Stored data entries
====
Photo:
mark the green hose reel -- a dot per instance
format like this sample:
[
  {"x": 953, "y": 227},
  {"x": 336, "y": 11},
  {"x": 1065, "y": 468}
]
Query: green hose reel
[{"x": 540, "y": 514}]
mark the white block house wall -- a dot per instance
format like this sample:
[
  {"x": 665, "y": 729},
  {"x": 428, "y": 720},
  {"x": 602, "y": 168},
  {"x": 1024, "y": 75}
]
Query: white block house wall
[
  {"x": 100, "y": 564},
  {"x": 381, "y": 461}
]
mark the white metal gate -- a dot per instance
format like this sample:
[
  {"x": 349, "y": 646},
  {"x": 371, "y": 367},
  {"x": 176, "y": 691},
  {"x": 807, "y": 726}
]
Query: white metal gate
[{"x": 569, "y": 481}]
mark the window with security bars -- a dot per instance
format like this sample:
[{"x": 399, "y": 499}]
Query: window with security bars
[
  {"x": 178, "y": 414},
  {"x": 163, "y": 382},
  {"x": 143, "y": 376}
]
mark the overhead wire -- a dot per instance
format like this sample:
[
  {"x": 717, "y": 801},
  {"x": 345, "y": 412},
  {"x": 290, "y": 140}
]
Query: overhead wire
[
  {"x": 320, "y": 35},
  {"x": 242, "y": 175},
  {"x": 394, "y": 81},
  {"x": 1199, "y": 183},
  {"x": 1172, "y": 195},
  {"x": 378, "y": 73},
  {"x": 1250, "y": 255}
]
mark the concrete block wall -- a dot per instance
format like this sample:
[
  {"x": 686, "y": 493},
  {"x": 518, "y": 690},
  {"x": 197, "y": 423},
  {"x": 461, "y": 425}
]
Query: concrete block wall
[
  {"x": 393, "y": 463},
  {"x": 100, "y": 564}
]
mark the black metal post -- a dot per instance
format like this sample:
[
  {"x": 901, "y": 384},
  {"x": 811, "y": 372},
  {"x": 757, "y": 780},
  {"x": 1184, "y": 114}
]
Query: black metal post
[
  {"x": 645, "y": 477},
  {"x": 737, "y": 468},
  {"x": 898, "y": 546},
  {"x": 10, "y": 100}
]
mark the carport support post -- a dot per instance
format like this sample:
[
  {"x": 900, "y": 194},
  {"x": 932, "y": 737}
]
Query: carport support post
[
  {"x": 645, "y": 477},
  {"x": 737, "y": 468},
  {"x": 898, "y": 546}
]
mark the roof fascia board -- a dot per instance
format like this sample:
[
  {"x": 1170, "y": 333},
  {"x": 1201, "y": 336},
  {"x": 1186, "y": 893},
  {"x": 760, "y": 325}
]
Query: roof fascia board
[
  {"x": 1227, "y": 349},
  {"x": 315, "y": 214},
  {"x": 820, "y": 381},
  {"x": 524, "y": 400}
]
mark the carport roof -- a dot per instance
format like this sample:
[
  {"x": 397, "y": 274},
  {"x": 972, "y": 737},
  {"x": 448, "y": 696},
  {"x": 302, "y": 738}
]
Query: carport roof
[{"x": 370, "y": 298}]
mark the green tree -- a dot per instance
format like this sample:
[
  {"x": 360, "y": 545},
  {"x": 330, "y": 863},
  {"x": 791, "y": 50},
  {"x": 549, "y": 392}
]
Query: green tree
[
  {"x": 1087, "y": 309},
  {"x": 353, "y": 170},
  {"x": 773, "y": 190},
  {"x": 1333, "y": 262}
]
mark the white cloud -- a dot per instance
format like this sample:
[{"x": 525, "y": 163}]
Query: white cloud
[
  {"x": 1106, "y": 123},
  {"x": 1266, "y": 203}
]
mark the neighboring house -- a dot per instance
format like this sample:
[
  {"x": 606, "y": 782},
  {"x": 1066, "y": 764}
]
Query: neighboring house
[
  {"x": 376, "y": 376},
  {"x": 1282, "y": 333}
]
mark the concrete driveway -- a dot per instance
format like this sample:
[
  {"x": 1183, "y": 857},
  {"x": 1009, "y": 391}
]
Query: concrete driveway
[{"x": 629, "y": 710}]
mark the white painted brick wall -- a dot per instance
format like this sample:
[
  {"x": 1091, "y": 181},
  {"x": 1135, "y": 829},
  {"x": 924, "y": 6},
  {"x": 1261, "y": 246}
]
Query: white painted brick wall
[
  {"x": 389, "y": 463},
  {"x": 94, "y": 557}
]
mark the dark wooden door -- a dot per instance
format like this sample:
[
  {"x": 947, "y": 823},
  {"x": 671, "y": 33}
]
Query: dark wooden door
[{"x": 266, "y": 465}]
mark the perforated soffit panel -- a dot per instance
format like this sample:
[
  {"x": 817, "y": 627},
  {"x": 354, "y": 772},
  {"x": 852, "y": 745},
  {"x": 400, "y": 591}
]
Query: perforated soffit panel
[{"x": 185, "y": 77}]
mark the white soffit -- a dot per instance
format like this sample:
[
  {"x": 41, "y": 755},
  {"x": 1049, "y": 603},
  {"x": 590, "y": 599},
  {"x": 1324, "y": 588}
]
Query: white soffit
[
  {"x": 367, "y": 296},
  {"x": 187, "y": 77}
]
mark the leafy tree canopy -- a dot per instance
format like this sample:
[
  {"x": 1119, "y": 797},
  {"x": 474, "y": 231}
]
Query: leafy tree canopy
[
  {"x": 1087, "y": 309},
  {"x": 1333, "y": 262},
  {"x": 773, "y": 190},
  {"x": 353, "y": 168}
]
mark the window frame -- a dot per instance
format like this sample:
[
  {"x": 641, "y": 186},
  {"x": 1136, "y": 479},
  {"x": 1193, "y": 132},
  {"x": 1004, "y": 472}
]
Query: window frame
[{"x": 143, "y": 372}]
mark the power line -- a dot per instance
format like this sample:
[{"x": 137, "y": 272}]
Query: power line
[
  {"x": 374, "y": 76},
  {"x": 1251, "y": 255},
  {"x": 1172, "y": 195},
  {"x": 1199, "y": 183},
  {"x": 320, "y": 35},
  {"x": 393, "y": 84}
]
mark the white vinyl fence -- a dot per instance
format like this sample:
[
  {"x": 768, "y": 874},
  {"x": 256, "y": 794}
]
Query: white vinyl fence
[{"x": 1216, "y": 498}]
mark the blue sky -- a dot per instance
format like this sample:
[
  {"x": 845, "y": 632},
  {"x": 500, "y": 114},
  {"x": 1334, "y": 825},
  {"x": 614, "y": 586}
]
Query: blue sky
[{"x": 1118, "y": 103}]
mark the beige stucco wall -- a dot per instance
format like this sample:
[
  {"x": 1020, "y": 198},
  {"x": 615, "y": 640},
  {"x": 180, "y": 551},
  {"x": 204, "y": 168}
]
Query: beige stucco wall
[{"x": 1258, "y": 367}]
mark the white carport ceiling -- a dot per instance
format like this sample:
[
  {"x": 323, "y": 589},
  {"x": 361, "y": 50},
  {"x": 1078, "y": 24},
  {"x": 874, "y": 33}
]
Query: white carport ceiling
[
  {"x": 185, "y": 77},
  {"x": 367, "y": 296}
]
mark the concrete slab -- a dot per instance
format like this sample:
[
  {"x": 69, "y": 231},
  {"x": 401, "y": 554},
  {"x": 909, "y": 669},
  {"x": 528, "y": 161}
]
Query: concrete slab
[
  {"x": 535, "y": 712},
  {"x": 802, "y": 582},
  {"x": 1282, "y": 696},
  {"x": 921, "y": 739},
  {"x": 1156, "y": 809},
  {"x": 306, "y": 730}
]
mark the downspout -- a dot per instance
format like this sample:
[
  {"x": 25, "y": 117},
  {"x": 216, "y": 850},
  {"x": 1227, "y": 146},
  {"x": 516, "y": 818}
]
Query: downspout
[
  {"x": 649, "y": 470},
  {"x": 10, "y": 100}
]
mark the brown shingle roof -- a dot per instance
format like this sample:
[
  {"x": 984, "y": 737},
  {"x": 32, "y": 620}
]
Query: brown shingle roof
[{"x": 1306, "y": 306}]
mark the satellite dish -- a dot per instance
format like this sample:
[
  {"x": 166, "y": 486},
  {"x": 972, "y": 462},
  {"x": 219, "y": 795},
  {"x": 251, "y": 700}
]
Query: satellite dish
====
### REQUIRED WORK:
Repeat only the lines from the one holding "mark the white carport" through the last line of the data.

### RESULT FOR THIS TASK:
mark the white carport ceiling -- a dot per instance
format like this sample:
[
  {"x": 323, "y": 589},
  {"x": 361, "y": 50},
  {"x": 1078, "y": 24},
  {"x": 874, "y": 33}
]
Query: white carport ceiling
[
  {"x": 185, "y": 77},
  {"x": 367, "y": 296}
]
mark the concrete slab -- a dot per instance
format like this sample:
[
  {"x": 69, "y": 231},
  {"x": 401, "y": 554},
  {"x": 909, "y": 669},
  {"x": 528, "y": 161}
]
Query: concrete slab
[
  {"x": 535, "y": 712},
  {"x": 802, "y": 582},
  {"x": 1282, "y": 696},
  {"x": 921, "y": 739},
  {"x": 1156, "y": 809},
  {"x": 306, "y": 730}
]
mark the downspout -- a dot per instance
format like this sample:
[
  {"x": 25, "y": 117},
  {"x": 216, "y": 850},
  {"x": 1227, "y": 146},
  {"x": 516, "y": 818}
]
Query: downspout
[
  {"x": 649, "y": 470},
  {"x": 10, "y": 100}
]
mark the brown shingle roof -- a dot per instance
format like this sample:
[
  {"x": 984, "y": 737},
  {"x": 32, "y": 620}
]
Query: brown shingle roof
[{"x": 1306, "y": 306}]
mark the satellite dish -- a dot per instance
format like this sample:
[
  {"x": 166, "y": 486},
  {"x": 972, "y": 462},
  {"x": 219, "y": 795},
  {"x": 251, "y": 700}
]
Query: satellite dish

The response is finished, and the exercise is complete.